• _The task_
Only the lines from the one containing "white wall shown in this photograph." to the end of the records belong in the answer; repeat them exactly and drop the pictures.
--- Data supplied Enclosed Below ---
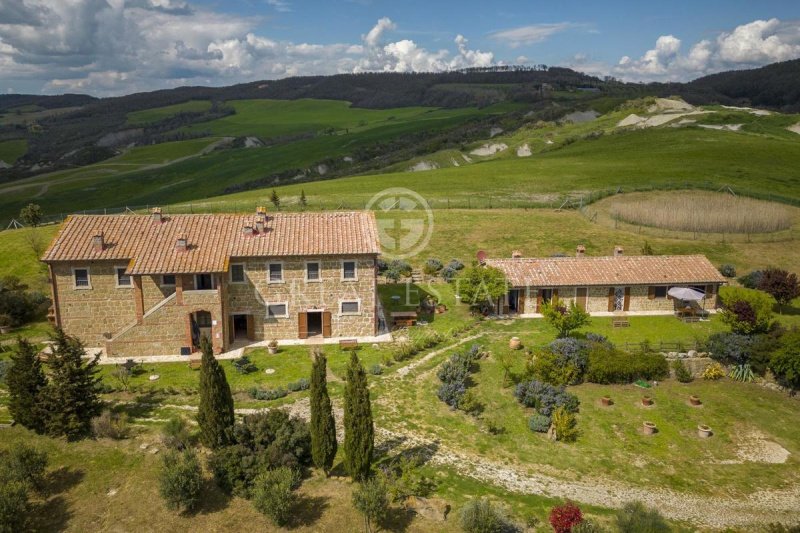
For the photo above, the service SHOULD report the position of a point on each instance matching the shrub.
(110, 425)
(730, 348)
(609, 365)
(746, 311)
(713, 372)
(565, 320)
(727, 270)
(742, 373)
(545, 398)
(785, 362)
(273, 494)
(175, 433)
(263, 441)
(180, 480)
(371, 499)
(549, 367)
(433, 267)
(400, 266)
(299, 385)
(565, 425)
(564, 517)
(23, 464)
(751, 280)
(539, 423)
(267, 394)
(634, 517)
(244, 365)
(14, 506)
(481, 516)
(682, 373)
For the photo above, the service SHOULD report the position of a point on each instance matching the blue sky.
(118, 46)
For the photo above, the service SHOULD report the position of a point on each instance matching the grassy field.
(10, 151)
(155, 114)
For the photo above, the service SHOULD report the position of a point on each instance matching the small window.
(350, 308)
(237, 273)
(312, 271)
(275, 272)
(123, 279)
(277, 311)
(348, 270)
(81, 278)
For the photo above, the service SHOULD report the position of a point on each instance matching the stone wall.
(597, 301)
(93, 314)
(300, 295)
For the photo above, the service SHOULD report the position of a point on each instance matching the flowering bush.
(564, 517)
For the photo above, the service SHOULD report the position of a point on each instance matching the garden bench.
(348, 344)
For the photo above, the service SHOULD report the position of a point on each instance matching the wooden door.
(251, 334)
(581, 297)
(326, 323)
(302, 325)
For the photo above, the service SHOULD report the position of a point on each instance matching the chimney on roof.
(98, 242)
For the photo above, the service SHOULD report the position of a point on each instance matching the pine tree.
(72, 397)
(358, 428)
(215, 414)
(26, 382)
(323, 425)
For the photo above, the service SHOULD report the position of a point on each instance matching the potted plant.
(5, 323)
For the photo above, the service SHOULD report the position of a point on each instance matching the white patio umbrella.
(686, 294)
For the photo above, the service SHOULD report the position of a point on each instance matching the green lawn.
(10, 151)
(159, 113)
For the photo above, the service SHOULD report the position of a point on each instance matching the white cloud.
(750, 45)
(121, 46)
(527, 35)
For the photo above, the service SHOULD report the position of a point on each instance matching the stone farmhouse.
(605, 285)
(155, 284)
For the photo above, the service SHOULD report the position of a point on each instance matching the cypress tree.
(215, 414)
(72, 397)
(358, 429)
(26, 382)
(323, 425)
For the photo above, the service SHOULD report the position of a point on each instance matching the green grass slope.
(10, 151)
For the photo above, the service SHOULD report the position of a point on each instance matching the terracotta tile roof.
(608, 270)
(150, 247)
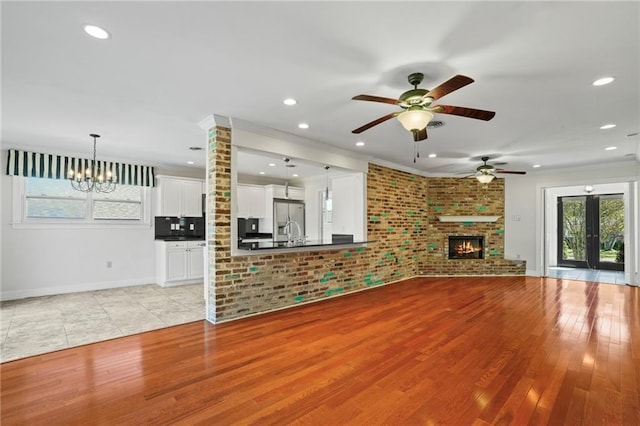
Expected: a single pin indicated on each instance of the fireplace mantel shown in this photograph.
(468, 218)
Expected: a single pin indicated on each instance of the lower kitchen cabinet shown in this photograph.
(179, 262)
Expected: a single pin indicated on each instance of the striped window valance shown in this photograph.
(51, 166)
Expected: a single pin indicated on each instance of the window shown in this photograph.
(54, 201)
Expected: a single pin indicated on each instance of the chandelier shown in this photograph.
(94, 178)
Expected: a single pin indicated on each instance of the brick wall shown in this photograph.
(466, 197)
(398, 224)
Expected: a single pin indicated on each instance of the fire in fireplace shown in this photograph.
(466, 247)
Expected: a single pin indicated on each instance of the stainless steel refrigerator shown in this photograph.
(288, 211)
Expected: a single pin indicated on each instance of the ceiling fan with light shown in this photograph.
(416, 106)
(485, 173)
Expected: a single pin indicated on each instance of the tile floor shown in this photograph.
(593, 275)
(38, 325)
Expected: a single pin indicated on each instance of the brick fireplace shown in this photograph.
(466, 247)
(462, 208)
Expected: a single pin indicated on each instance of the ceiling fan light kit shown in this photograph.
(485, 177)
(415, 118)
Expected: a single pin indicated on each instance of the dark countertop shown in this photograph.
(272, 245)
(180, 238)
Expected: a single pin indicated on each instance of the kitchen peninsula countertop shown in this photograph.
(275, 245)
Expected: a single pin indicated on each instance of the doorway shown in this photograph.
(591, 232)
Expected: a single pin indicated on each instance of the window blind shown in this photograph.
(51, 166)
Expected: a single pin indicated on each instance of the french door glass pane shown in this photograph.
(574, 245)
(611, 228)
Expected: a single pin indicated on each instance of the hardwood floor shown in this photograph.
(457, 351)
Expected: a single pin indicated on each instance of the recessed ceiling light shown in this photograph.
(602, 81)
(96, 32)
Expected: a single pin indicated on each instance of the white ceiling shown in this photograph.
(168, 65)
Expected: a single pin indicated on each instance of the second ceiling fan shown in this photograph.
(416, 106)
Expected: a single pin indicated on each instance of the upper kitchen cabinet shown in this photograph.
(251, 201)
(179, 196)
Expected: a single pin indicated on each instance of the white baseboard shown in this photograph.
(76, 288)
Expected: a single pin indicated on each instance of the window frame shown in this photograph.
(20, 219)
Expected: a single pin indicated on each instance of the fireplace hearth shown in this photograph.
(466, 247)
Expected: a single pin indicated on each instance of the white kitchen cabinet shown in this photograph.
(251, 202)
(279, 191)
(179, 196)
(179, 262)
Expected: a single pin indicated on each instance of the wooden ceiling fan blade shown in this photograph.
(454, 83)
(478, 114)
(375, 122)
(512, 172)
(375, 99)
(420, 135)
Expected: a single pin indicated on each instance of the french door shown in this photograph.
(591, 232)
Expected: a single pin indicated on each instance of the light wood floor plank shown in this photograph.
(463, 351)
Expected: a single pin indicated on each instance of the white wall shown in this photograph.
(524, 215)
(348, 205)
(38, 262)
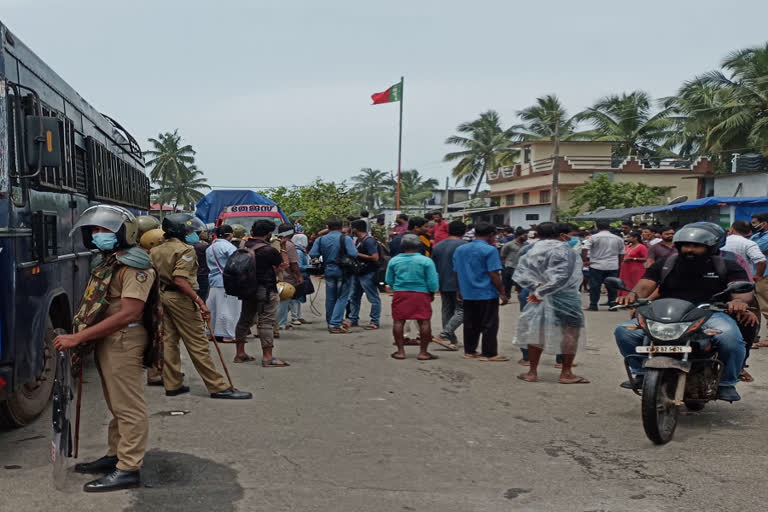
--- End of Enclosed Data supplied ---
• _Response area_
Expected: a single pin indicated on each instance of the white wall shown in this photograph.
(524, 215)
(348, 205)
(38, 262)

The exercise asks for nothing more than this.